> **抜粋テキスト**:
····················
甫木元「実は僕たち、自分たちのファン層もどういう方たちなのか、まだ全然わかっていないので、おすすめするものもわからないのですが、なんだろう……菊池さん、何が合うかと思いますか?」
菊池「まだ生まれていない曲もあって、今日もこれからスタジオで収録なんです(※取材日は10月26日)。なので、自分たちのアルバムがどう終着するかもまだ把握できていないんです」
甫木元「そういう意味で、一番昔からあって、前作のEPにも入れようとしたけれど、でも、今じゃないかなと温めていた曲として『日々の手触り』から聞いていただくのがいいかもしれません。日常から地続きにある曲で、『はだかのゆめ』ともクロスする曲だと思います」
──最後に、甫木元監督に聞きますが、『はだかのゆめ』の初号試写のとき、過去と向き合う作品はこれで終わるかも、という話をされていましたが、違うビジョンがありますか?
甫木元「たまたま続いちゃったことで、父親と母親を映画で弔うじゃないですけど、家族の弔ということに関しては、これでおしまいになるかと思います」
····················
> **演習データ**:
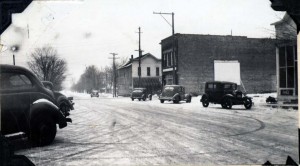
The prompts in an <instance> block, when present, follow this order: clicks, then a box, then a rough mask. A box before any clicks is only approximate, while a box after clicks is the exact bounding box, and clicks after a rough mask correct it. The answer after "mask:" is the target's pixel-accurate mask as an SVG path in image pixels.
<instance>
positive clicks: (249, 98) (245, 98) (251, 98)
mask: <svg viewBox="0 0 300 166" xmlns="http://www.w3.org/2000/svg"><path fill="white" fill-rule="evenodd" d="M243 99H244V100H245V99H251V100H252V97H249V96H244V97H243Z"/></svg>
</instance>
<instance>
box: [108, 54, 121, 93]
mask: <svg viewBox="0 0 300 166" xmlns="http://www.w3.org/2000/svg"><path fill="white" fill-rule="evenodd" d="M110 54H112V56H113V57H112V58H109V59H112V60H113V79H114V85H113V97H117V91H116V87H117V83H116V80H117V75H116V63H115V61H116V59H119V58H116V57H115V56H116V55H118V54H117V53H110Z"/></svg>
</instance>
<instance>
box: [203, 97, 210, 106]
····················
> **問題と課題**:
1. 抜粋テキストに現れるカタカナ語を、登場順にすべて書き出してください。
2. データの各行のうち、"mask"という文字列を含む行を数え、その数だけを答えてください。
抜粋テキストとデータの各行は、それぞれ別の出典によるものです。

> **番号別解答**:
1. ファン、スタジオ、アルバム、クロス、ビジョン

2. 3